- Page excerpt -
★ ★ ★ ★ ★
Creating a RAG pipeline

A basic RAG pipeline includes two main steps: the indexing step, which takes place during the application build phase and involves creating a vector store of embedded document chunks, and the retrieval step, which happens when the application is running. RAGPromptModifier is responsible for integrating all RAG components into a unified pipeline. It embeds user's query during retrieval, extracts the most relevant document chunks from the vector store, and appends them to a dedicated location in a prompt.

from agent_dingo.llm.openai import OpenAI
from agent_dingo.rag.prompt_modifiers import RAGPromptModifier
from agent_dingo.core.message import UserMessage, SystemMessage
from agent_dingo.core.state import ChatPrompt

###### STEP 1: INDEXING ######

# Read and chunk the documents
chunks = ...

# Initialize an embedding model and embed the chunks
embedder = ...
embedder.embed_chunks(chunks)

# Initialize a vector store and populate it with embedded chunks
vector_store = ...
vector_store.upsert_chunks(chunks)
★ ★ ★ ★ ★
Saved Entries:
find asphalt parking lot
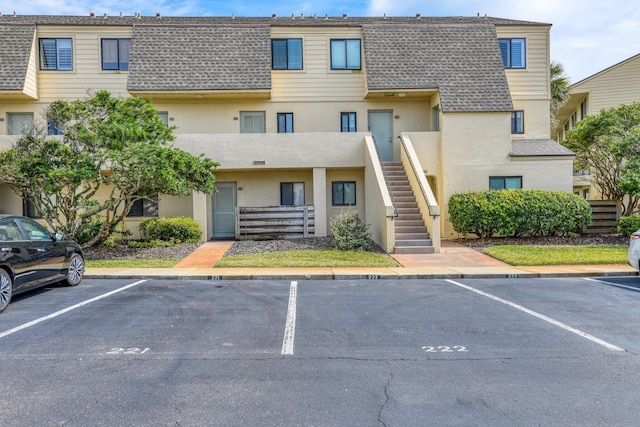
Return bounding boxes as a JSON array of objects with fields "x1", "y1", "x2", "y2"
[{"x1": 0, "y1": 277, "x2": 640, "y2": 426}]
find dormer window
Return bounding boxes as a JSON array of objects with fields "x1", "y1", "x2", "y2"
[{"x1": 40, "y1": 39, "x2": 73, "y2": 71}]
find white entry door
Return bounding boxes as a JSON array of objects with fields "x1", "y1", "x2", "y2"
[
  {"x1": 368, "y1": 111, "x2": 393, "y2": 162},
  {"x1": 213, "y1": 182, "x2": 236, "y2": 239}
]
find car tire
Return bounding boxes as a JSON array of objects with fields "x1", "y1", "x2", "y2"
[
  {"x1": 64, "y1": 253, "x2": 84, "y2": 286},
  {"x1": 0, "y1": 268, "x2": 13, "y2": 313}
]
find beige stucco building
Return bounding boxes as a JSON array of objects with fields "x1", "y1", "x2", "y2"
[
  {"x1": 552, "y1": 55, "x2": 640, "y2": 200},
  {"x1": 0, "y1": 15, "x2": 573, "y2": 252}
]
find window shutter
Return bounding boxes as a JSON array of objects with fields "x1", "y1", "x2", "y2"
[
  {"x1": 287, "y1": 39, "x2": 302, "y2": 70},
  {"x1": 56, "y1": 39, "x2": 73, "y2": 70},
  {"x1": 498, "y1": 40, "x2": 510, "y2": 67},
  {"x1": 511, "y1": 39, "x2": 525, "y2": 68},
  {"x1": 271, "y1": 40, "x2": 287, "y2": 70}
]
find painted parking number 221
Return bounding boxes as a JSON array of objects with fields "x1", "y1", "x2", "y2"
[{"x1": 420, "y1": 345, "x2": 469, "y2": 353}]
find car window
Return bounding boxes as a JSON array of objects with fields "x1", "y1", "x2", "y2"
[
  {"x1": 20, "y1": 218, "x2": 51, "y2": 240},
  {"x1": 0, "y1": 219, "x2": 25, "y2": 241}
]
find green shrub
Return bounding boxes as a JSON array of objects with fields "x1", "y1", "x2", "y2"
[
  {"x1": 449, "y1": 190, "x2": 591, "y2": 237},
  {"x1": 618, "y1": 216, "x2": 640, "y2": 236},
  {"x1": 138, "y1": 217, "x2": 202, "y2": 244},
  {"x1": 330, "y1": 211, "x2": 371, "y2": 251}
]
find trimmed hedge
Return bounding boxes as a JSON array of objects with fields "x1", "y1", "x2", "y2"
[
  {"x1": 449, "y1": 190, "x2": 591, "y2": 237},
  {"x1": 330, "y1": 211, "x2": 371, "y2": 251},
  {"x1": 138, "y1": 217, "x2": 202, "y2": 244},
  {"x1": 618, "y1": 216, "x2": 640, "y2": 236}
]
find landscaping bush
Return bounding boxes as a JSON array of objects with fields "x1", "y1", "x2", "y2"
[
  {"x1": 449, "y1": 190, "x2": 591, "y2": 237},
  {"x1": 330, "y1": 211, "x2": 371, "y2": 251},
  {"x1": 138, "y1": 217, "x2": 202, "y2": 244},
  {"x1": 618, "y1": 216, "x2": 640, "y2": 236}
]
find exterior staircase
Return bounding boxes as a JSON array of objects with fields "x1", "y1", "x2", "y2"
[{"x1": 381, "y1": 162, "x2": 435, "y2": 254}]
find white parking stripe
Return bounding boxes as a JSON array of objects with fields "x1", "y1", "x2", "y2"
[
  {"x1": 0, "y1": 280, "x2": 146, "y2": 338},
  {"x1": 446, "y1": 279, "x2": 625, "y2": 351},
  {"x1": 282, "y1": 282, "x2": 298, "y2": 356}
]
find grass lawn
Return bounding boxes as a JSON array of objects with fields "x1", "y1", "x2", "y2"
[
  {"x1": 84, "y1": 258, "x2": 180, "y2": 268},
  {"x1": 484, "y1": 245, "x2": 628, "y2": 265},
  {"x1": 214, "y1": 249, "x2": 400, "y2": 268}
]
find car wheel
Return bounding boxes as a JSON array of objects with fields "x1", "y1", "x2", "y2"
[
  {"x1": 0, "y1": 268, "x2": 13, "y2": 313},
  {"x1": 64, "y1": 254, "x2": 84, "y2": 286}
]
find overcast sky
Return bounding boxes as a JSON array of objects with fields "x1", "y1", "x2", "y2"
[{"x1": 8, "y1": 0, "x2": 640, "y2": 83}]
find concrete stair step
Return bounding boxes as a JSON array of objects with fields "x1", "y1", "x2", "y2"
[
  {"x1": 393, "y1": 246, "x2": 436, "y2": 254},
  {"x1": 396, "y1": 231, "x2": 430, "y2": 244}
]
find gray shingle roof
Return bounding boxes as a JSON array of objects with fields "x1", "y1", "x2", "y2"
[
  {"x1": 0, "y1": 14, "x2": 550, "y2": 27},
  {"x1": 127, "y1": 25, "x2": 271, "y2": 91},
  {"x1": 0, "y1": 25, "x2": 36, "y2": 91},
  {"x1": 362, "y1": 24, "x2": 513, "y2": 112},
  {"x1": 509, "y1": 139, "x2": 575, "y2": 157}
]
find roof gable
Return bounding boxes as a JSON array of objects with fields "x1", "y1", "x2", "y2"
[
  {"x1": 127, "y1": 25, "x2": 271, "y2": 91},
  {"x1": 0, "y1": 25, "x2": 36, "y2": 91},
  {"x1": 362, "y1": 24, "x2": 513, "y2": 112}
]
★ ★ ★ ★ ★
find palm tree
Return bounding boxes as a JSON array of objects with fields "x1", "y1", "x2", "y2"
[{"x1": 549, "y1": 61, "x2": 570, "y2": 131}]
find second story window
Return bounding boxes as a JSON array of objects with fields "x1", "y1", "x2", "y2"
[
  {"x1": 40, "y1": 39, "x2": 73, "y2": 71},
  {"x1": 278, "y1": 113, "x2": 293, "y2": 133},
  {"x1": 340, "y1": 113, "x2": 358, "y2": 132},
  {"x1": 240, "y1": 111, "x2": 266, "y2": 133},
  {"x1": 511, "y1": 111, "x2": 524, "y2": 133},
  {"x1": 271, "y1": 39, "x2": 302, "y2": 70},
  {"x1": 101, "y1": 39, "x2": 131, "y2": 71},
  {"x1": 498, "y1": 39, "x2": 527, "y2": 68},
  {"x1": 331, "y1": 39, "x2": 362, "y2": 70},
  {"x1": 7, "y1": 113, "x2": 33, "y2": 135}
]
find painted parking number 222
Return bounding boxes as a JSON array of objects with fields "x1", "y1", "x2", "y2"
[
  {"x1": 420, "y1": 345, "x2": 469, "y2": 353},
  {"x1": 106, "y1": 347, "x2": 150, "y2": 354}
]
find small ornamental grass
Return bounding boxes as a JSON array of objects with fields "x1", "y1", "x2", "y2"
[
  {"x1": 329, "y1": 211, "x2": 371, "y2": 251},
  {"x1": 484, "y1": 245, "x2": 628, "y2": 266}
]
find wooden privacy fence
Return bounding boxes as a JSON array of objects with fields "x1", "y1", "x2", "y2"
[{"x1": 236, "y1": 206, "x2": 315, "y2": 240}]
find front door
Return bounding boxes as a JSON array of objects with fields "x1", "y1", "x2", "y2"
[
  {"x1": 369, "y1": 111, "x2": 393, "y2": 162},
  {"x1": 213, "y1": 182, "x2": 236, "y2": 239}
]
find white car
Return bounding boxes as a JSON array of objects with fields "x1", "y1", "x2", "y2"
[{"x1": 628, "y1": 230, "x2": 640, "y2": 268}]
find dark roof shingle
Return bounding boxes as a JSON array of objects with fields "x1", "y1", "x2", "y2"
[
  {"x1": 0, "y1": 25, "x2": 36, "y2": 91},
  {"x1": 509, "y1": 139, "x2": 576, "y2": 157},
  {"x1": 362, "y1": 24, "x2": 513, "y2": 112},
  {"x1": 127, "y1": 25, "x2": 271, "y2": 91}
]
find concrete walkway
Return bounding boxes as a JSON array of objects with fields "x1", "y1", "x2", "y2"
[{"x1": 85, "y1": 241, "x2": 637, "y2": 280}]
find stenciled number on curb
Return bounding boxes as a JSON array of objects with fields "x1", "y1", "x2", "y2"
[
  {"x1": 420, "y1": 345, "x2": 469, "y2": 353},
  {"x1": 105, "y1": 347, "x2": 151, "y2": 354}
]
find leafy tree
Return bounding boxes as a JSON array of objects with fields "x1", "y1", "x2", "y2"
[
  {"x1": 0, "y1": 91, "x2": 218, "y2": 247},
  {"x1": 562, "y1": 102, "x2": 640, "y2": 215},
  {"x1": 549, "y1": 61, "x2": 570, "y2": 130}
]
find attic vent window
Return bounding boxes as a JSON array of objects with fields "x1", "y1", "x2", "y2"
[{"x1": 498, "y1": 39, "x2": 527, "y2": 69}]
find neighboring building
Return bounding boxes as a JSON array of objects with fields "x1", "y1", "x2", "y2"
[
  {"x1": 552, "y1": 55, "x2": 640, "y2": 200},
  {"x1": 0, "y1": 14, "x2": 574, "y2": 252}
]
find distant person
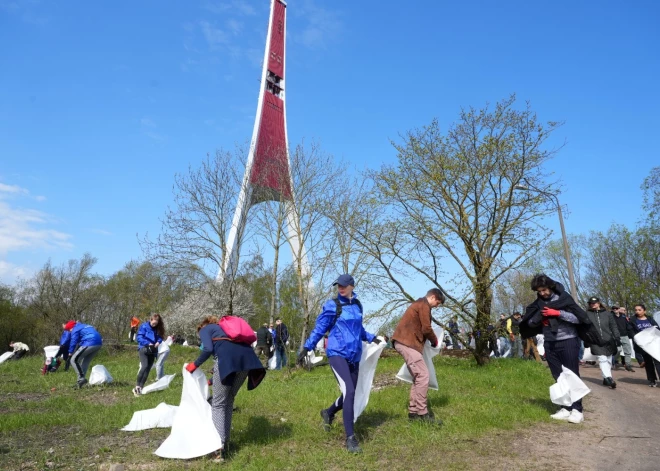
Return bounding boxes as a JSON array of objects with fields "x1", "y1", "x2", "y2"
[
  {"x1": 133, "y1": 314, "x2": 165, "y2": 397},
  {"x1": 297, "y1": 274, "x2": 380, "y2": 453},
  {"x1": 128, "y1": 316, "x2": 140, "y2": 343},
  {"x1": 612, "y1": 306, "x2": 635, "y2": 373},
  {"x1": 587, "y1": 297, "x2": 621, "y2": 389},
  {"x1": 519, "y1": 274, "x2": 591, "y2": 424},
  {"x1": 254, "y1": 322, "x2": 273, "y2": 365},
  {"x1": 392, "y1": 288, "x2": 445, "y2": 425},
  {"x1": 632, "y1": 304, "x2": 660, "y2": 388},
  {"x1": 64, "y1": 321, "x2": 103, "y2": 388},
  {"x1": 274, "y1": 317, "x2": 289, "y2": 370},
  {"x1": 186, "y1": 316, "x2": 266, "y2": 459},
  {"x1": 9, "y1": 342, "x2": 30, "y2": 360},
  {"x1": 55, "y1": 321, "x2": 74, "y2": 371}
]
★ ★ ★ ★ ★
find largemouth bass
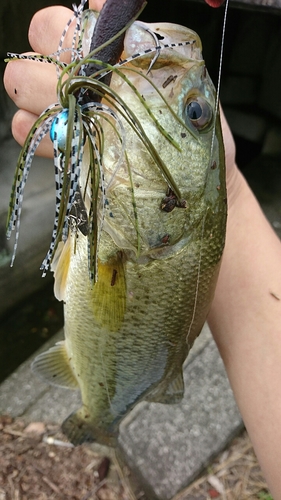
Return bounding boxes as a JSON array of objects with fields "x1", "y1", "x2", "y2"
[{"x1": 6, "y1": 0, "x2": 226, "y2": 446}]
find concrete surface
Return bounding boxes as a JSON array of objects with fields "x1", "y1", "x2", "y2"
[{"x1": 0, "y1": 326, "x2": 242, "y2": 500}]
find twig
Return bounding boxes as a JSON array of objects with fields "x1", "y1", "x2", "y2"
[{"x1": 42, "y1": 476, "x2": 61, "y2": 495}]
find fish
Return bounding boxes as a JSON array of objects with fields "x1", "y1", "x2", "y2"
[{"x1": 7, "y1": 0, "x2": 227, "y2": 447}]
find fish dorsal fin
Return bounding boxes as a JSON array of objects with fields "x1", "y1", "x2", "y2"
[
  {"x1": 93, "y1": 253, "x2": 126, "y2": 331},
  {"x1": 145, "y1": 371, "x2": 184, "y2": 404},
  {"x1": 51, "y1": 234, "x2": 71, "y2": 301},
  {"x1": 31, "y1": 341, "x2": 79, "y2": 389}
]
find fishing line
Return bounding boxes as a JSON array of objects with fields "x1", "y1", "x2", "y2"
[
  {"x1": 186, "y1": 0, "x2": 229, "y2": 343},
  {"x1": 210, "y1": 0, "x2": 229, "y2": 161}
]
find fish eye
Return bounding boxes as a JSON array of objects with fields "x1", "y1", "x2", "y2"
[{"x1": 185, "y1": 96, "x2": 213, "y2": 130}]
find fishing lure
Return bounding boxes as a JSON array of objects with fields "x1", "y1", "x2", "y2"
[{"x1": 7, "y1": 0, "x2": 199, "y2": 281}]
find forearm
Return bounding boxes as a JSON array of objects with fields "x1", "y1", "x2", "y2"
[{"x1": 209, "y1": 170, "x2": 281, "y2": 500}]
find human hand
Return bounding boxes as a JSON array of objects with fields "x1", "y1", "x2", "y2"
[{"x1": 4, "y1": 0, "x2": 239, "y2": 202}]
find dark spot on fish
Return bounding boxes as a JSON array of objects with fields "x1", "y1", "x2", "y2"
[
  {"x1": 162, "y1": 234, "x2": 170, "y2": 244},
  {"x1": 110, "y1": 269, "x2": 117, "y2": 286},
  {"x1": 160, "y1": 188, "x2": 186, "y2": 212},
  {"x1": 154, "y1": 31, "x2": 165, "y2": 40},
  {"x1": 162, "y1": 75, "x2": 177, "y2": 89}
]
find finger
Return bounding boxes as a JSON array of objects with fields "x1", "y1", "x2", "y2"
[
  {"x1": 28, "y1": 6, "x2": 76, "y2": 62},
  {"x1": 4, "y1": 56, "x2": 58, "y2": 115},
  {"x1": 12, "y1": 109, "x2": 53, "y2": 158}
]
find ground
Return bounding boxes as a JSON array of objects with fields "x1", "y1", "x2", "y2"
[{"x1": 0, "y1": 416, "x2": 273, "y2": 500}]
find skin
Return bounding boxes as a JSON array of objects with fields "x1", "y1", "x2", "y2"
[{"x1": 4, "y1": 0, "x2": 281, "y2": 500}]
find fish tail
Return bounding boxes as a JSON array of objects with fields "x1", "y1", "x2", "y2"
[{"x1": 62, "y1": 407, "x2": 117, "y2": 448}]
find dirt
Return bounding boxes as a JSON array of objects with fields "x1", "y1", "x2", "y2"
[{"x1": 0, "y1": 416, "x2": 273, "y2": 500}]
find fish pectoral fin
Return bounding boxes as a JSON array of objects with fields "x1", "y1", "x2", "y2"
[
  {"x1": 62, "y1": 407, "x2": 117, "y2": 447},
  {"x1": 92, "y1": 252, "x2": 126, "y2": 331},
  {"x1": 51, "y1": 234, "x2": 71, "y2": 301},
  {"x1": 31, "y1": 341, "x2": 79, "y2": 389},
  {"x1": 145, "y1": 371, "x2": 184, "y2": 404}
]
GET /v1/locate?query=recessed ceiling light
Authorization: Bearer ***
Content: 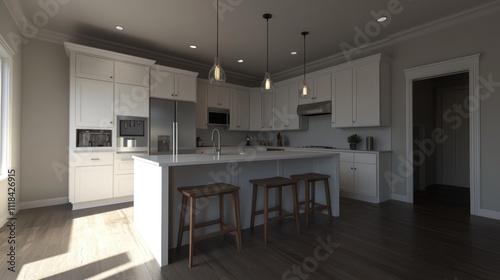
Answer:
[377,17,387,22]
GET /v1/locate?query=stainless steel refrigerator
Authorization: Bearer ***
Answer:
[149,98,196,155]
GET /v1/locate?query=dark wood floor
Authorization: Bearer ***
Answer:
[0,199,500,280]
★ ★ ★ ★ ★
- Complete the following -
a. List every name imported by the import lines of the RAG pipeline page.
b. Retype the portion of the RAG pipeline page starting at "# Read and chunk" and ending at "vector_store.upsert_chunks(chunks)".
This material has no role in the work requested.

- Replies -
a. OpenAI, RAGPromptModifier, UserMessage, SystemMessage, ChatPrompt

b.
# Read and chunk the documents
chunks = ...

# Initialize an embedding model and embed the chunks
embedder = ...
embedder.embed_chunks(chunks)

# Initialize a vector store and populate it with embedded chunks
vector_store = ...
vector_store.upsert_chunks(chunks)